## Instruction A
Collect every line in the rows below that contains the string "viewBox".

## Source passage
Critique on Modern Dating
There are many people you will love, and they are not necessarily the same people you will make a life with.
Ask yourself: are you looking for a love story or a life story? There are some things you don’t need in order to have a love story with someone since it lives in an encapsulated world of its own. A life story, on the other hand, is about values, not just about feelings. So when you are looking for the right person, it isn’t about what attracts you, it’s about who you can build a life with.
What values matter then? The most important one: your relationship with others. If you are a person who values relationships, who see the presence of others in your life to be essential, and yet you are with someone who values more autonomy and independence, then there is an issue. How will you create a life living inter-generationally with your whole extended family if they don’t want your parents over?
An important question to ask: were you raised for loyalty or autonomy? For interdependence or self reliance?

## Information given
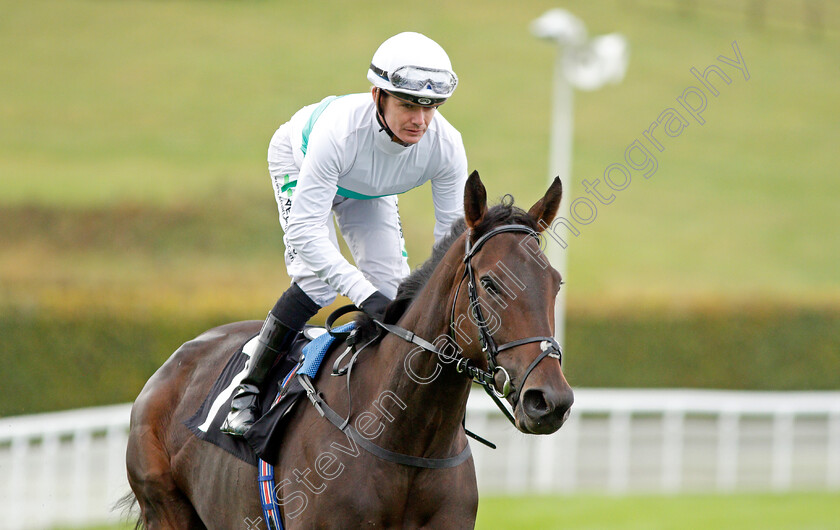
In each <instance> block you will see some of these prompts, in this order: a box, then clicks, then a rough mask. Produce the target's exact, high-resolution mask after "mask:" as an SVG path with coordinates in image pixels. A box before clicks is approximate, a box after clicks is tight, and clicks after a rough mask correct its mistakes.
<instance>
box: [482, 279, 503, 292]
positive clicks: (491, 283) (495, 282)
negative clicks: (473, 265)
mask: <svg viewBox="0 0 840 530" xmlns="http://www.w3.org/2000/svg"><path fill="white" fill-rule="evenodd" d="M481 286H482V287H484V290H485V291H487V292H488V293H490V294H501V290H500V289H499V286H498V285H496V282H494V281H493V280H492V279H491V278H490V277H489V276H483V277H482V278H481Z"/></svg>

* * *

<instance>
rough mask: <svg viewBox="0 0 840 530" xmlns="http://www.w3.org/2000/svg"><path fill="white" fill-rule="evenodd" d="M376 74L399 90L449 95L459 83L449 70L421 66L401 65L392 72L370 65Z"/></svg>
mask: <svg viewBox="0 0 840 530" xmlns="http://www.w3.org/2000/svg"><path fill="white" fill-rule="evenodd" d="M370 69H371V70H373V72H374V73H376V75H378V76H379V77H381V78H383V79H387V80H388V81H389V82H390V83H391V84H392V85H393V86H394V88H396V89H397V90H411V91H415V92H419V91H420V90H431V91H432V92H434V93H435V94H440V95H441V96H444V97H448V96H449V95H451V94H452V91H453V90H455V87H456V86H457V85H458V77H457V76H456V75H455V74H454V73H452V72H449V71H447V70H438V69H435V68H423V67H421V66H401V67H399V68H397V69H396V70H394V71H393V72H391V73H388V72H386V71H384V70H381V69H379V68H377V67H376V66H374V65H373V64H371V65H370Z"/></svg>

## Instruction B
Set down the full essay on modern dating from above, word for word.

## Your solution A
mask: <svg viewBox="0 0 840 530" xmlns="http://www.w3.org/2000/svg"><path fill="white" fill-rule="evenodd" d="M481 286H482V287H484V290H485V291H487V292H488V293H490V294H501V290H500V289H499V286H498V285H496V282H494V281H493V280H492V279H491V278H490V277H489V276H483V277H482V278H481Z"/></svg>
rough mask: <svg viewBox="0 0 840 530" xmlns="http://www.w3.org/2000/svg"><path fill="white" fill-rule="evenodd" d="M376 74L399 90L449 95L459 83L449 70L421 66L401 65L392 72L370 65Z"/></svg>
mask: <svg viewBox="0 0 840 530" xmlns="http://www.w3.org/2000/svg"><path fill="white" fill-rule="evenodd" d="M370 69H371V70H373V72H374V73H376V75H378V76H379V77H381V78H383V79H387V80H388V81H389V82H390V83H391V84H392V85H393V86H394V88H396V89H397V90H411V91H415V92H419V91H420V90H431V91H432V92H434V93H435V94H440V95H441V96H444V97H448V96H449V95H451V94H452V91H453V90H455V87H456V86H457V85H458V77H457V76H456V75H455V74H454V73H452V72H449V71H447V70H438V69H435V68H423V67H421V66H401V67H399V68H397V69H396V70H394V71H393V72H391V73H388V72H386V71H384V70H381V69H379V68H377V67H376V66H374V65H373V64H371V65H370Z"/></svg>

## Your solution B
Critique on Modern Dating
There are many people you will love, and they are not necessarily the same people you will make a life with.
Ask yourself: are you looking for a love story or a life story? There are some things you don’t need in order to have a love story with someone since it lives in an encapsulated world of its own. A life story, on the other hand, is about values, not just about feelings. So when you are looking for the right person, it isn’t about what attracts you, it’s about who you can build a life with.
What values matter then? The most important one: your relationship with others. If you are a person who values relationships, who see the presence of others in your life to be essential, and yet you are with someone who values more autonomy and independence, then there is an issue. How will you create a life living inter-generationally with your whole extended family if they don’t want your parents over?
An important question to ask: were you raised for loyalty or autonomy? For interdependence or self reliance?